» **Task to complete**
In the records below, which lines include "ridge"? Copy them.

» **Data supplied**
▬▬▬

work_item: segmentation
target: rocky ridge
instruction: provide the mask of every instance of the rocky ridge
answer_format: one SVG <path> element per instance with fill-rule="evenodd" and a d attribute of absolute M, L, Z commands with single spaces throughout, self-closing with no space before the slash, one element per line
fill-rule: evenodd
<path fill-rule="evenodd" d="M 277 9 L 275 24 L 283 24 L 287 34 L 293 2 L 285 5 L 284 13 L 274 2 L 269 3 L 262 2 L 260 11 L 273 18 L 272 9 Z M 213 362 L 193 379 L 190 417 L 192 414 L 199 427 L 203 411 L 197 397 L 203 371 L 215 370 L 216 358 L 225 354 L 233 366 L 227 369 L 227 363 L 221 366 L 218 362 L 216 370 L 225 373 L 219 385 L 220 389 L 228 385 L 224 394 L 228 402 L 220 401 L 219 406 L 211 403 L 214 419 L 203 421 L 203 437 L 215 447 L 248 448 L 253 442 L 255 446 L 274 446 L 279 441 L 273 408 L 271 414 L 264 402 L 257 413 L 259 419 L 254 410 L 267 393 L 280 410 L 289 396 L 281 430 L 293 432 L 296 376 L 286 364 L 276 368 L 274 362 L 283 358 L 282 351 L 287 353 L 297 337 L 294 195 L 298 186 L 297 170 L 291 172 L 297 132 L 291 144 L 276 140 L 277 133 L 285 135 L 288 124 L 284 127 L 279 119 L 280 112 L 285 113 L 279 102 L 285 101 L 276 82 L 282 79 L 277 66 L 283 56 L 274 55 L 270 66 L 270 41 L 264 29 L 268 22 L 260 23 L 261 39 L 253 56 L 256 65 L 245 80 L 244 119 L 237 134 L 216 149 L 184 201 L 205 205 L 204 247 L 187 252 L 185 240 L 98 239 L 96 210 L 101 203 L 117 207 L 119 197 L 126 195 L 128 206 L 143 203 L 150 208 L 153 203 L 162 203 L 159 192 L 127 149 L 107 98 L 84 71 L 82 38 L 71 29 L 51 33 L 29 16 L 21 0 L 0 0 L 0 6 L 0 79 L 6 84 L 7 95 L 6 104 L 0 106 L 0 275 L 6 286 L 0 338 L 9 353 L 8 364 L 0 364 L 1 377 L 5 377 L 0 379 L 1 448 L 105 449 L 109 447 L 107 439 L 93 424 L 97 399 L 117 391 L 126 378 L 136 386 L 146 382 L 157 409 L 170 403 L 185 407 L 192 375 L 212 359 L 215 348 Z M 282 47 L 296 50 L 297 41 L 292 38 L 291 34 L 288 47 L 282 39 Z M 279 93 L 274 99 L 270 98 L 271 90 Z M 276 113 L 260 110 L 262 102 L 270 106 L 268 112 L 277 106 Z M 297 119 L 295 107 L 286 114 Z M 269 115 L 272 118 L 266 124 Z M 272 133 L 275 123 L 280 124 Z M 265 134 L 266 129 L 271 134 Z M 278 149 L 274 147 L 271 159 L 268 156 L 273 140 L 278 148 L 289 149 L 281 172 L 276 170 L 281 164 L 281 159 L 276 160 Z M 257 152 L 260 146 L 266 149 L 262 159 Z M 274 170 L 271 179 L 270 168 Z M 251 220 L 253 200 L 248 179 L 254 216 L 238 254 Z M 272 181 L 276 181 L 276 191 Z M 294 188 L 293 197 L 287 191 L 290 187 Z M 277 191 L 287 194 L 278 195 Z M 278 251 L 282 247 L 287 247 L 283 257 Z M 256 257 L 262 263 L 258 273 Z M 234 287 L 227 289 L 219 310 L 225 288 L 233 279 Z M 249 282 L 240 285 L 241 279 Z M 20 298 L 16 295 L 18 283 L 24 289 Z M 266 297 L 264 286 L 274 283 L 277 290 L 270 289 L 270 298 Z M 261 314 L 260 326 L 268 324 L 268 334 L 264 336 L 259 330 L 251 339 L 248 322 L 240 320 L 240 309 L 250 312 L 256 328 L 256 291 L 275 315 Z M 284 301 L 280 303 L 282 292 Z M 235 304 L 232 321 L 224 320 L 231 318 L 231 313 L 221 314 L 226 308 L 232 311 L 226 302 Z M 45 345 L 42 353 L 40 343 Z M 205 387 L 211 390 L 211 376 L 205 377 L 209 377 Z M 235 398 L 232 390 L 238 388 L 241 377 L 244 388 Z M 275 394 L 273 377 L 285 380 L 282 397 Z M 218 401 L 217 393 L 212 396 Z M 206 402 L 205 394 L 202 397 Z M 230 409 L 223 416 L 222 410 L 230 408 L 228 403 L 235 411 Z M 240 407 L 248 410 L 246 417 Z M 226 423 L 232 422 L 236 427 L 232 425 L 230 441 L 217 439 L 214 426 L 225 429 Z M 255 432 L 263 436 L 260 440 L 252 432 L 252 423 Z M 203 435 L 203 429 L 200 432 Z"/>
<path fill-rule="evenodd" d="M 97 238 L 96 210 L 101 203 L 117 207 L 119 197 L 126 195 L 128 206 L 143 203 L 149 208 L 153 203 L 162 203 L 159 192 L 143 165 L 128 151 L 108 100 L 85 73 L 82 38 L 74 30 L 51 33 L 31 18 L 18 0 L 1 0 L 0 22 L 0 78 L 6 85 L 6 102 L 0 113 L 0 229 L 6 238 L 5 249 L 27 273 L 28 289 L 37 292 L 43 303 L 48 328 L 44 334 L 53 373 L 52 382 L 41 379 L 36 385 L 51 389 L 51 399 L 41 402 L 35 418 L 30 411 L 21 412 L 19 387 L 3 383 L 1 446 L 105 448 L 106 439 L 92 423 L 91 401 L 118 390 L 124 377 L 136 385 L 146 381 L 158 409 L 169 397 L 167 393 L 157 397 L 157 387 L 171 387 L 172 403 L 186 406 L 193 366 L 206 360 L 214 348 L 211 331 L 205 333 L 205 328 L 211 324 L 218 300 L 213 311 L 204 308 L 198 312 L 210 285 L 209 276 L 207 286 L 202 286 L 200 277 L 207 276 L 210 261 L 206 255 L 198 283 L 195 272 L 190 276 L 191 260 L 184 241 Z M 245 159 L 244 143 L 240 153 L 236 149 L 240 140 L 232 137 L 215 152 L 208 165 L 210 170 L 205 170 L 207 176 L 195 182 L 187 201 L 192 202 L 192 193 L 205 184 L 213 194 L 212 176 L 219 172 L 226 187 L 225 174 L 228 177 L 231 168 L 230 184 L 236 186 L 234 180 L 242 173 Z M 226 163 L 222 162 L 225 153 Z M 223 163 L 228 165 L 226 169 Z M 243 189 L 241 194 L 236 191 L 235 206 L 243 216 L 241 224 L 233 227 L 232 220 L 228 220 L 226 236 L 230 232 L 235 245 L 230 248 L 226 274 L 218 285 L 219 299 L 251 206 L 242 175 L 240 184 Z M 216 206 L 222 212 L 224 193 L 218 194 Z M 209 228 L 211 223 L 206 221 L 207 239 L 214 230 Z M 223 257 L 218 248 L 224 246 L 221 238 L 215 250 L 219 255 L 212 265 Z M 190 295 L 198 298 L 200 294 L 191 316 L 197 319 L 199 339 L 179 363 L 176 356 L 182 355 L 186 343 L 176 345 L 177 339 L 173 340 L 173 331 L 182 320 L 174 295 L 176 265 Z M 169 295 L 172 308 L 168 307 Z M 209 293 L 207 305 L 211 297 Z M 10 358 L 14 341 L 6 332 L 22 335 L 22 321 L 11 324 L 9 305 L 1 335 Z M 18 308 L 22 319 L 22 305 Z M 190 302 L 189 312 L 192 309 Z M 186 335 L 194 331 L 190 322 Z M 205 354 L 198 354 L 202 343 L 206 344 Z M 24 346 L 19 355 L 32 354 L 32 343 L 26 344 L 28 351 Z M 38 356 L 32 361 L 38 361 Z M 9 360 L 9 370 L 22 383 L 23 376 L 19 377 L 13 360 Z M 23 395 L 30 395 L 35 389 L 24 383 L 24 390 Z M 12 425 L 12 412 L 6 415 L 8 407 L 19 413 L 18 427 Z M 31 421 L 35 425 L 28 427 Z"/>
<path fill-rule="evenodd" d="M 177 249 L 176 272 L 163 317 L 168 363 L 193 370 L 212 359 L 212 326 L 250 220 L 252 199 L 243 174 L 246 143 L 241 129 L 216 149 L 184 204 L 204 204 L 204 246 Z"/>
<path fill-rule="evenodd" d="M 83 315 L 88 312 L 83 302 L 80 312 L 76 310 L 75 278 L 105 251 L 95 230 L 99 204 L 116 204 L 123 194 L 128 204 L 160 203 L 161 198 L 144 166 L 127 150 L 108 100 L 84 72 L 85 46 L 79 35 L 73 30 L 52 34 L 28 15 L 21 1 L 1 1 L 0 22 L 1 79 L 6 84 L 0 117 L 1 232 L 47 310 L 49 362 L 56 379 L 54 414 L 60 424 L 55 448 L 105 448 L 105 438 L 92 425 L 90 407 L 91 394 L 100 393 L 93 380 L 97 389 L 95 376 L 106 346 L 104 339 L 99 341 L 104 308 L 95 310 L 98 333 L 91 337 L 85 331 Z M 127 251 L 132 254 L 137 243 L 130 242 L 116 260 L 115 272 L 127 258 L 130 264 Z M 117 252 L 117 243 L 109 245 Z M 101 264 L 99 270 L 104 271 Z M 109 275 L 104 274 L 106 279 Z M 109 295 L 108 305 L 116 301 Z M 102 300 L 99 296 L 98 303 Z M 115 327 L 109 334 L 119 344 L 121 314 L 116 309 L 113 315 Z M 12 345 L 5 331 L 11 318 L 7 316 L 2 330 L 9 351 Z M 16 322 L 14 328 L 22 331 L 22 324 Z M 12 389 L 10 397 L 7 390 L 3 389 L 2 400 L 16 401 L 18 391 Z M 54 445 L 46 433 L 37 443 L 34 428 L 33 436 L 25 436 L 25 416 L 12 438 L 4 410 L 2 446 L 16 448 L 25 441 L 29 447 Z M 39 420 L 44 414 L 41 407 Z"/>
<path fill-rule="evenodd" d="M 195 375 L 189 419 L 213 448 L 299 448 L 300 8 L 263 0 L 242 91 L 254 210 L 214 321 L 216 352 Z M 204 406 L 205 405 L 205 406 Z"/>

▬▬▬

» **Answer section**
target: rocky ridge
instruction: provide the mask of every instance of the rocky ridge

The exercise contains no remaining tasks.